As Allen mentioned earlier, plant in Europe is now to regain these customers through the use of our non-BPA coating, which is a superior technology allows our customers not only to be faster and more efficient more profitable, but also to be more sustainable as a result of this advanced technology that we have in the market. So there’s a lot of excitement in terms of what we can do to take this technology and a more global basis to support our customers and their sustainability agendas. Automotive refinish, we’ve talked about this our installed continued to be up double-digits in North America. We are taking share. There’s a unique technology and service that we’re offering together. So it’s the package along with our ability to leverage our automotive branches, much like our Paint Stores Group to provide that consistent and reliable service.

So another point of differentiation is something that we’re really proud of. And I don’t think everyone can say that they’re taking share here. We know the customers that we’re winning. We know the competitors we’re taking business from. And we certainly know the volume we’re gaining. So these numbers will clearly evident as the year unfolds. We’ve got a lot more work ahead but we’re winning with small customers. We’re winning with medium-sized customers, and we’re finally winning with large customers here. Just briefly on Coil, mentioned this earlier but North America is holding up a bit better than other regions. We have had some significant new business wins in North America. There’s some positive tailwind as it relates to nearshoring. Mexico is helping to create some demand here.

▶ **Work instructions**
1 - Summarize the coatings business excerpt in two sentences.
2 - According to the coatings business excerpt, which country is helping to create demand in Coil?
3 - Carry on the coatings business excerpt from its last sentence.
The records that follow come from a separate source.

▶ **Data excerpts**
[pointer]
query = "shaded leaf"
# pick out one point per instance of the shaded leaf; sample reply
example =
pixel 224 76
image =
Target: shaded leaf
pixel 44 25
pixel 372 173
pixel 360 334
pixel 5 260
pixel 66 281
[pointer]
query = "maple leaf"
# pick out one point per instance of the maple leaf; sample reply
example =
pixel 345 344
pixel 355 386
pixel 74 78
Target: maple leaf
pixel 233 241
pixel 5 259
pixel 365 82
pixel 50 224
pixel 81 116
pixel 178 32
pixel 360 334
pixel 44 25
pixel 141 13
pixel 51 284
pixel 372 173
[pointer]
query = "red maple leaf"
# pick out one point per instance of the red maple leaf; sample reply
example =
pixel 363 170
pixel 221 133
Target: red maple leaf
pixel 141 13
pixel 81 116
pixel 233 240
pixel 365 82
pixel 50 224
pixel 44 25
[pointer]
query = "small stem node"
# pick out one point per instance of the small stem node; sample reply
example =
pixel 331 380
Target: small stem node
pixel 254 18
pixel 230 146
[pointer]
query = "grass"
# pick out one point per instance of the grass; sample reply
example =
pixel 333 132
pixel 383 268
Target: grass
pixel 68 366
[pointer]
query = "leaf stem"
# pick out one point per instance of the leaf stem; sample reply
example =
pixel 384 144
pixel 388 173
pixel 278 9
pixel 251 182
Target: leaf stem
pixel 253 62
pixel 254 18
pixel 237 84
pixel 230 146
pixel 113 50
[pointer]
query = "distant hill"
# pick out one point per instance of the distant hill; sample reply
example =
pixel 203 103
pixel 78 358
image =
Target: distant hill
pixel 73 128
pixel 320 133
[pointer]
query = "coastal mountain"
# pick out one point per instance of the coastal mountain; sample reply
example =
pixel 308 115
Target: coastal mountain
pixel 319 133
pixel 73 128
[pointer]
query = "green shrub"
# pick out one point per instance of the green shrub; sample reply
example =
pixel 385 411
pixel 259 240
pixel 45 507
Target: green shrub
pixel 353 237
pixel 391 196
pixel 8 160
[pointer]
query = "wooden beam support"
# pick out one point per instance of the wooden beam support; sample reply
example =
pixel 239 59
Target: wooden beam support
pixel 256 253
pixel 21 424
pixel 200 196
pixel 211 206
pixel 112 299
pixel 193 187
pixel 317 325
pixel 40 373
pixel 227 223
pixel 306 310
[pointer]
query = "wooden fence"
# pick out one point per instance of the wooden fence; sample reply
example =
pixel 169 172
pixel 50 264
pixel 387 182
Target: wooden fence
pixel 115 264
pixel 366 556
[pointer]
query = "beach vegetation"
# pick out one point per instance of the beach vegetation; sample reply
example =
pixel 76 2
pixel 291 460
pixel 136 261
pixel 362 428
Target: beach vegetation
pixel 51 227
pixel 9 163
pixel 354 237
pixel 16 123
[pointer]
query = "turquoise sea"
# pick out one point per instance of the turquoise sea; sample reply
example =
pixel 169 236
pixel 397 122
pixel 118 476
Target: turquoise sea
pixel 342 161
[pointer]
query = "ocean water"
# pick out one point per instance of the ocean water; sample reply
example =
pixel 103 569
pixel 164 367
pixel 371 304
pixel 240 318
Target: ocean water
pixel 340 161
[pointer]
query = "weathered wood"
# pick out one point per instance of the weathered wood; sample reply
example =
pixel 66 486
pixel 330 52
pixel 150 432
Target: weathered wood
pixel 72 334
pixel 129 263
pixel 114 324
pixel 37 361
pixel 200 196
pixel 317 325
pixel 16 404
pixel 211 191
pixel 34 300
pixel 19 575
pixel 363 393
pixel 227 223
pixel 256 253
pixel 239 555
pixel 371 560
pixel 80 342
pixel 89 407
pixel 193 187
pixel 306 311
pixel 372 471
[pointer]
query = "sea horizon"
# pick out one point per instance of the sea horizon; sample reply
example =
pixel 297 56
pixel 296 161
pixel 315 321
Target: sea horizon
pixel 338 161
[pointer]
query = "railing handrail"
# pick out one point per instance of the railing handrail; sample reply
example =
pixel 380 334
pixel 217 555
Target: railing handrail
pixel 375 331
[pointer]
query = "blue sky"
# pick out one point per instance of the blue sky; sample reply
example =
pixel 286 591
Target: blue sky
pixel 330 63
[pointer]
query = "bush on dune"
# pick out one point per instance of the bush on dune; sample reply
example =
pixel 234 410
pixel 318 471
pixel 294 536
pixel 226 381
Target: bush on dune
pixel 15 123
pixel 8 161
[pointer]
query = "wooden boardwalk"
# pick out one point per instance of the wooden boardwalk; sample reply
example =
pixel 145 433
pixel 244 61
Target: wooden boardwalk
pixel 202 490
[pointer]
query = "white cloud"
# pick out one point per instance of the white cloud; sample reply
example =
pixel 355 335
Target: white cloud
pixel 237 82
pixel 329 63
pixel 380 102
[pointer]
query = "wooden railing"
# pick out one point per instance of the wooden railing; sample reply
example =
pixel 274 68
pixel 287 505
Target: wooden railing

▶ **Solved tasks**
1 - The speaker describes using a non-BPA coating to regain customers in Europe and support their sustainability agendas, and says automotive refinish is taking share in North America through its technology and service. In Coil, North America is holding up better than other regions, with significant new business wins and demand helped by nearshoring to Mexico.

2 - Mexico.

3 -
Industrial wood, another positive story here for us. We believe that the market has bottomed out in all regions to your point demand does continue to be choppy going into the second quarter. Some of the recent acquisitions, Sika and Oskar Nolte, EBITDA dollars and percent continue to be ahead of plan. So we’re seen this is very accretive to the industrial wood program and we’re chasing new accounts pretty aggressively and we expect a lot more as, again, as the year unfolds. And I won’t go into much detail on general industrial that that’s choppy and down in all regions, and we’re continuing to fight hard to make sure that we best position ourselves as we recover there.

Allen Mistysyn : Yes, Patrick, on the volumes with our second quarter guidance to be upper down low-single-digits. That would tell you our first half volumes will be down low-single-digits. Full year guidance is flat to up low-single-digits. There was no change to that which tells you that our volume in the second half has to be up — flat to up low-single-digits.

Operator: Your next question is coming from Aleksey Yefremov from KeyBanc Capital Markets.

Aleksey Yefremov : You mentioned momentum in homebuilding as homebuilding customers and new residential. To what extent have you sensed any the change among this set of customers was latest volatility in rates. Has the optimism basically maintained the same level or has it moderated perhaps?

James Jaye : Yes, I’ll take that, Aleksey. I think the sentiment among our homebuilder customers continues to be very positive. Matter of fact, I was in Texas traveling with our national accounts team earlier in the quarter and spoke to several of our customers down there. And they remain optimistic about where things are heading. The rate environment, we’ll see how that plays out. It seems to change month-to-month of what’s going to happen there. But I think Al started to hit some of the demographics that are there driving people to need a place to live are intact. And I think also what you’re seeing a little bit is people may be adjusting some of their expectations around what type of a home they might be able to afford or buy and the homebuilders are working to drive affordability and we’re part of that as well.

Operator: Your next question is coming from Ghansham Panjabi from Baird.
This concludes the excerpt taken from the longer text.